:: DATASET EXTRACT ::
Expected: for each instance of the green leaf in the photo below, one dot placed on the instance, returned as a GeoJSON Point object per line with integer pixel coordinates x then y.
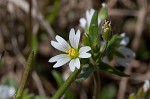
{"type": "Point", "coordinates": [112, 70]}
{"type": "Point", "coordinates": [25, 75]}
{"type": "Point", "coordinates": [87, 70]}
{"type": "Point", "coordinates": [108, 92]}
{"type": "Point", "coordinates": [93, 30]}
{"type": "Point", "coordinates": [41, 97]}
{"type": "Point", "coordinates": [10, 81]}
{"type": "Point", "coordinates": [132, 96]}
{"type": "Point", "coordinates": [53, 15]}
{"type": "Point", "coordinates": [117, 53]}
{"type": "Point", "coordinates": [35, 44]}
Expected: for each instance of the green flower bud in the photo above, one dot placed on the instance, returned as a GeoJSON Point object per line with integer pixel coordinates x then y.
{"type": "Point", "coordinates": [103, 12]}
{"type": "Point", "coordinates": [107, 31]}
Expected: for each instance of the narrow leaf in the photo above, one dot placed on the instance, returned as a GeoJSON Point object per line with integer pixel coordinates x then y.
{"type": "Point", "coordinates": [93, 30]}
{"type": "Point", "coordinates": [112, 70]}
{"type": "Point", "coordinates": [25, 75]}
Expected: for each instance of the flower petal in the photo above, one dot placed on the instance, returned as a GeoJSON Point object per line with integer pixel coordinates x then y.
{"type": "Point", "coordinates": [82, 22]}
{"type": "Point", "coordinates": [57, 57]}
{"type": "Point", "coordinates": [72, 37]}
{"type": "Point", "coordinates": [61, 62]}
{"type": "Point", "coordinates": [62, 42]}
{"type": "Point", "coordinates": [58, 46]}
{"type": "Point", "coordinates": [85, 55]}
{"type": "Point", "coordinates": [84, 49]}
{"type": "Point", "coordinates": [77, 39]}
{"type": "Point", "coordinates": [72, 65]}
{"type": "Point", "coordinates": [89, 14]}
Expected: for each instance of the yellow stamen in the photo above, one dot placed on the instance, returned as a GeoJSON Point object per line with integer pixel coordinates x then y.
{"type": "Point", "coordinates": [72, 52]}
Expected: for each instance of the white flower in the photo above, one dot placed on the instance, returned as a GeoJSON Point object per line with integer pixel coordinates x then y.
{"type": "Point", "coordinates": [146, 85]}
{"type": "Point", "coordinates": [86, 21]}
{"type": "Point", "coordinates": [72, 53]}
{"type": "Point", "coordinates": [6, 92]}
{"type": "Point", "coordinates": [128, 56]}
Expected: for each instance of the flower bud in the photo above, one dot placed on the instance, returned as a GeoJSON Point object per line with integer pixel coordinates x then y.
{"type": "Point", "coordinates": [107, 31]}
{"type": "Point", "coordinates": [103, 12]}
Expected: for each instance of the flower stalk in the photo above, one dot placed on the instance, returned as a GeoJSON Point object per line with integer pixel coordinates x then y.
{"type": "Point", "coordinates": [65, 86]}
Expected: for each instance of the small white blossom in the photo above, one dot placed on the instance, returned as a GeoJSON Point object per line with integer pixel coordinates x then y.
{"type": "Point", "coordinates": [6, 92]}
{"type": "Point", "coordinates": [86, 21]}
{"type": "Point", "coordinates": [72, 53]}
{"type": "Point", "coordinates": [146, 85]}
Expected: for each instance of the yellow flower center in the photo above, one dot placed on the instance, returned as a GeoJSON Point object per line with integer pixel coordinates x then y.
{"type": "Point", "coordinates": [71, 52]}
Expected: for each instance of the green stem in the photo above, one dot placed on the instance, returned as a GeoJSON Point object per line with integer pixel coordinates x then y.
{"type": "Point", "coordinates": [25, 75]}
{"type": "Point", "coordinates": [65, 86]}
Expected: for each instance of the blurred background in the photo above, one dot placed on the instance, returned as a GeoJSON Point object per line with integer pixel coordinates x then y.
{"type": "Point", "coordinates": [27, 25]}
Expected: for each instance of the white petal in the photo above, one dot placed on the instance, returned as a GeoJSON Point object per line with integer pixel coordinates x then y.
{"type": "Point", "coordinates": [72, 65]}
{"type": "Point", "coordinates": [61, 62]}
{"type": "Point", "coordinates": [82, 22]}
{"type": "Point", "coordinates": [72, 37]}
{"type": "Point", "coordinates": [58, 46]}
{"type": "Point", "coordinates": [85, 55]}
{"type": "Point", "coordinates": [89, 15]}
{"type": "Point", "coordinates": [84, 49]}
{"type": "Point", "coordinates": [77, 39]}
{"type": "Point", "coordinates": [62, 42]}
{"type": "Point", "coordinates": [58, 57]}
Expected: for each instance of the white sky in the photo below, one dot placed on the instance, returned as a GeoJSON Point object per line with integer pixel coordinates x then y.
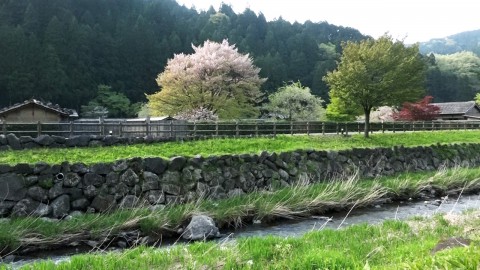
{"type": "Point", "coordinates": [414, 20]}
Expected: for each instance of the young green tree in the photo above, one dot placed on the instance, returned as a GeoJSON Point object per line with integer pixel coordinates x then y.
{"type": "Point", "coordinates": [378, 72]}
{"type": "Point", "coordinates": [109, 103]}
{"type": "Point", "coordinates": [216, 77]}
{"type": "Point", "coordinates": [295, 102]}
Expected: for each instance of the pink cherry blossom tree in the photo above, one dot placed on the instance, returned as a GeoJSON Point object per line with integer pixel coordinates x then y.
{"type": "Point", "coordinates": [216, 77]}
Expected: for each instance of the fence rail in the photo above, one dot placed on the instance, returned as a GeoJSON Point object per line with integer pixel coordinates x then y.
{"type": "Point", "coordinates": [179, 129]}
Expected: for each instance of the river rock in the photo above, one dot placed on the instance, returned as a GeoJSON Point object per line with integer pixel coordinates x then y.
{"type": "Point", "coordinates": [71, 180]}
{"type": "Point", "coordinates": [24, 208]}
{"type": "Point", "coordinates": [42, 210]}
{"type": "Point", "coordinates": [155, 165]}
{"type": "Point", "coordinates": [150, 181]}
{"type": "Point", "coordinates": [44, 140]}
{"type": "Point", "coordinates": [80, 204]}
{"type": "Point", "coordinates": [12, 187]}
{"type": "Point", "coordinates": [171, 189]}
{"type": "Point", "coordinates": [155, 197]}
{"type": "Point", "coordinates": [129, 178]}
{"type": "Point", "coordinates": [14, 142]}
{"type": "Point", "coordinates": [6, 207]}
{"type": "Point", "coordinates": [38, 194]}
{"type": "Point", "coordinates": [93, 179]}
{"type": "Point", "coordinates": [129, 201]}
{"type": "Point", "coordinates": [61, 206]}
{"type": "Point", "coordinates": [4, 168]}
{"type": "Point", "coordinates": [177, 163]}
{"type": "Point", "coordinates": [201, 227]}
{"type": "Point", "coordinates": [112, 179]}
{"type": "Point", "coordinates": [103, 203]}
{"type": "Point", "coordinates": [101, 168]}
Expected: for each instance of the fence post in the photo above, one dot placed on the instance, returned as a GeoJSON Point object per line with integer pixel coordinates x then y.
{"type": "Point", "coordinates": [71, 128]}
{"type": "Point", "coordinates": [39, 129]}
{"type": "Point", "coordinates": [147, 125]}
{"type": "Point", "coordinates": [102, 127]}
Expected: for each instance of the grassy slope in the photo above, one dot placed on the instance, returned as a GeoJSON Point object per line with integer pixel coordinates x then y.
{"type": "Point", "coordinates": [298, 201]}
{"type": "Point", "coordinates": [235, 146]}
{"type": "Point", "coordinates": [391, 245]}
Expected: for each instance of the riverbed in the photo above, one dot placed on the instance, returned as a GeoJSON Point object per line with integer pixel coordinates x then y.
{"type": "Point", "coordinates": [373, 214]}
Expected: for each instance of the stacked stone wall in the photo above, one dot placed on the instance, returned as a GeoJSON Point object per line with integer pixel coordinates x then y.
{"type": "Point", "coordinates": [57, 190]}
:::
**SET TASK**
Format every item above as a two-column CSV with the header row instruction,points. Each item gets one row, with its text and its answer in separate quoted fields, line breaks changed to spaces, and the pictures left out.

**FULL RESPONSE**
instruction,points
"Expected: for each instance of the green leaf in the photo below, one dot placed on the instance, returned as a GeoJSON Point object per line with integer pixel coordinates x then y.","{""type"": ""Point"", ""coordinates"": [112, 70]} {""type"": ""Point"", ""coordinates"": [25, 75]} {""type"": ""Point"", ""coordinates"": [87, 70]} {""type"": ""Point"", ""coordinates"": [108, 92]} {""type"": ""Point"", ""coordinates"": [93, 30]} {""type"": ""Point"", ""coordinates"": [41, 97]} {""type"": ""Point"", ""coordinates"": [10, 81]} {""type"": ""Point"", ""coordinates"": [132, 96]} {""type"": ""Point"", ""coordinates"": [53, 15]} {""type"": ""Point"", ""coordinates"": [117, 53]} {""type"": ""Point"", ""coordinates"": [35, 44]}"
"Expected: for each instance of the green flower bud in the photo above, one dot placed on the instance, returned as a GeoJSON Point object per line with integer pixel coordinates x then y.","{""type"": ""Point"", ""coordinates"": [103, 12]} {""type"": ""Point"", ""coordinates"": [107, 31]}"
"Expected: for each instance of the narrow leaf in the photo above, one dot placed on the instance, returned as a GeoJSON Point object per line with integer pixel coordinates x then y.","{""type"": ""Point"", ""coordinates"": [93, 30]} {""type"": ""Point"", ""coordinates"": [112, 70]} {""type"": ""Point"", ""coordinates"": [25, 75]}"
"Expected: for each instance of the flower petal in the photo above, one dot placed on the instance, returned as a GeoJSON Point object per line with integer pixel coordinates x then y.","{""type"": ""Point"", ""coordinates"": [82, 22]} {""type"": ""Point"", ""coordinates"": [57, 57]} {""type"": ""Point"", ""coordinates"": [72, 37]} {""type"": ""Point"", ""coordinates"": [61, 62]} {""type"": ""Point"", ""coordinates"": [62, 42]} {""type"": ""Point"", ""coordinates"": [58, 46]} {""type"": ""Point"", ""coordinates"": [85, 55]} {""type"": ""Point"", ""coordinates"": [84, 49]} {""type"": ""Point"", ""coordinates"": [77, 39]} {""type"": ""Point"", ""coordinates"": [72, 65]} {""type"": ""Point"", ""coordinates"": [89, 14]}"
"Expected: for each instance of the yellow stamen in the photo above, one dot placed on the instance, returned as a GeoJSON Point object per line with integer pixel coordinates x then y.","{""type"": ""Point"", ""coordinates"": [72, 52]}"
"Expected: for each instance of the white flower in the photo above, one dot placed on the instance, returned as a GeoJSON Point object per line with integer pixel coordinates x then y.","{""type"": ""Point"", ""coordinates"": [146, 85]} {""type"": ""Point"", ""coordinates"": [86, 21]} {""type"": ""Point"", ""coordinates"": [72, 53]} {""type"": ""Point"", ""coordinates"": [6, 92]} {""type"": ""Point"", ""coordinates"": [128, 56]}"
"Expected: for each instance of the flower bud in the photo above, one dot placed on the instance, returned as a GeoJSON Point object per line with integer pixel coordinates x then y.","{""type"": ""Point"", ""coordinates"": [107, 31]} {""type"": ""Point"", ""coordinates"": [103, 12]}"
"Expected: for each instance of the flower stalk in the photo above, one dot placed on the instance, returned as a GeoJSON Point object per line with integer pixel coordinates x then y.","{""type"": ""Point"", ""coordinates"": [65, 86]}"
"Expected: for each instance of the small white blossom in the photo above, one dot placed on the instance, returned as a GeoJSON Point object per line with integer pixel coordinates x then y.","{""type"": ""Point"", ""coordinates"": [6, 92]} {""type"": ""Point"", ""coordinates"": [86, 21]} {""type"": ""Point"", ""coordinates"": [72, 53]} {""type"": ""Point"", ""coordinates"": [146, 85]}"
"Expected: for each instance of the yellow flower center in the photo above, one dot placed on the instance, returned as a GeoJSON Point object per line with integer pixel coordinates x then y.","{""type"": ""Point"", ""coordinates"": [71, 52]}"
"Expected: for each instance of the green stem in the photo above, one dot placed on the instance, returned as a GeoJSON Point object per line with integer pixel coordinates x then y.","{""type"": ""Point"", ""coordinates"": [25, 75]} {""type"": ""Point"", ""coordinates"": [65, 86]}"
"Expected: for each instance of the blurred background in the photo above, one dot placed on the instance, returned as a GeoJSON Point object per line with integer pixel coordinates x then y.","{""type"": ""Point"", ""coordinates"": [27, 25]}"
"Expected: for each instance of the white petal in the photo above, one dot placed on the instance, returned as a GeoJSON Point object per line with integer pixel coordinates x then y.","{""type"": ""Point"", ""coordinates"": [72, 65]} {""type"": ""Point"", ""coordinates"": [61, 62]} {""type"": ""Point"", ""coordinates"": [82, 22]} {""type"": ""Point"", ""coordinates"": [72, 37]} {""type"": ""Point"", ""coordinates"": [58, 46]} {""type"": ""Point"", ""coordinates"": [85, 55]} {""type"": ""Point"", ""coordinates"": [89, 15]} {""type"": ""Point"", ""coordinates"": [84, 49]} {""type"": ""Point"", ""coordinates"": [77, 39]} {""type"": ""Point"", ""coordinates"": [62, 42]} {""type"": ""Point"", ""coordinates"": [58, 57]}"
"Expected: for each instance of the white sky in the photo below, one dot placed on the instance, returned as a GeoJSON Point object per line with integer pixel coordinates x then y.","{""type"": ""Point"", ""coordinates"": [414, 20]}"
"Expected: for each instance of the young green tree in the photo above, one dot placed on the instance, returned as a GeoJSON Point object per line with integer pixel coordinates x then y.","{""type"": ""Point"", ""coordinates"": [378, 72]} {""type"": ""Point"", ""coordinates"": [109, 103]} {""type"": ""Point"", ""coordinates"": [216, 77]} {""type"": ""Point"", ""coordinates"": [295, 102]}"
"Expected: for each instance of the pink cherry blossom tree in the photo above, one dot placed on the instance, returned as a GeoJSON Point object per line with integer pixel coordinates x then y.","{""type"": ""Point"", ""coordinates"": [216, 77]}"
"Expected: for each instance of the fence rail in the photo above, one dot placed on the instance, returned as a GeoJSON Point object per line with integer pixel coordinates x then y.","{""type"": ""Point"", ""coordinates"": [179, 129]}"
"Expected: for each instance of the river rock in the photo above, one dot placed on the instance, returned as a GeoJSON Point object per line with integer pixel coordinates x then y.","{""type"": ""Point"", ""coordinates"": [71, 180]} {""type"": ""Point"", ""coordinates"": [24, 208]} {""type"": ""Point"", ""coordinates"": [42, 210]} {""type"": ""Point"", ""coordinates"": [155, 165]} {""type"": ""Point"", ""coordinates"": [150, 181]} {""type"": ""Point"", ""coordinates"": [44, 140]} {""type"": ""Point"", ""coordinates"": [80, 204]} {""type"": ""Point"", ""coordinates"": [12, 187]} {""type"": ""Point"", ""coordinates"": [171, 189]} {""type"": ""Point"", ""coordinates"": [155, 197]} {""type"": ""Point"", ""coordinates"": [129, 178]} {""type"": ""Point"", ""coordinates"": [14, 142]} {""type"": ""Point"", ""coordinates"": [6, 207]} {""type"": ""Point"", ""coordinates"": [38, 194]} {""type"": ""Point"", ""coordinates"": [93, 179]} {""type"": ""Point"", ""coordinates"": [129, 201]} {""type"": ""Point"", ""coordinates"": [61, 206]} {""type"": ""Point"", ""coordinates"": [4, 168]} {""type"": ""Point"", ""coordinates"": [177, 163]} {""type"": ""Point"", ""coordinates"": [201, 227]} {""type"": ""Point"", ""coordinates"": [112, 179]} {""type"": ""Point"", ""coordinates"": [103, 203]} {""type"": ""Point"", ""coordinates"": [101, 168]}"
"Expected: for each instance of the fence post in the photo above, one dot placed on the instance, returned as a GeoJSON Point object per line with integer pixel coordinates x then y.","{""type"": ""Point"", ""coordinates"": [71, 128]} {""type"": ""Point"", ""coordinates"": [39, 129]} {""type"": ""Point"", ""coordinates"": [147, 125]} {""type"": ""Point"", ""coordinates"": [102, 127]}"
"Expected: for each instance of the grassy slope in the photo above, one dot placed on the instance, returned as a GeoJSON Point object per line with integer pixel coordinates x then y.","{""type"": ""Point"", ""coordinates"": [298, 201]} {""type"": ""Point"", ""coordinates"": [235, 146]} {""type"": ""Point"", ""coordinates"": [391, 245]}"
"Expected: for each instance of the riverbed in the photo above, one dot placed on the instance, returned as a GeoJSON Point object per line with integer pixel coordinates x then y.","{""type"": ""Point"", ""coordinates"": [373, 214]}"
"Expected: for each instance of the stacked stone wall in the photo above, one dot placed on the instance, returned as a GeoJSON Point object per line with integer pixel coordinates x then y.","{""type"": ""Point"", ""coordinates"": [57, 190]}"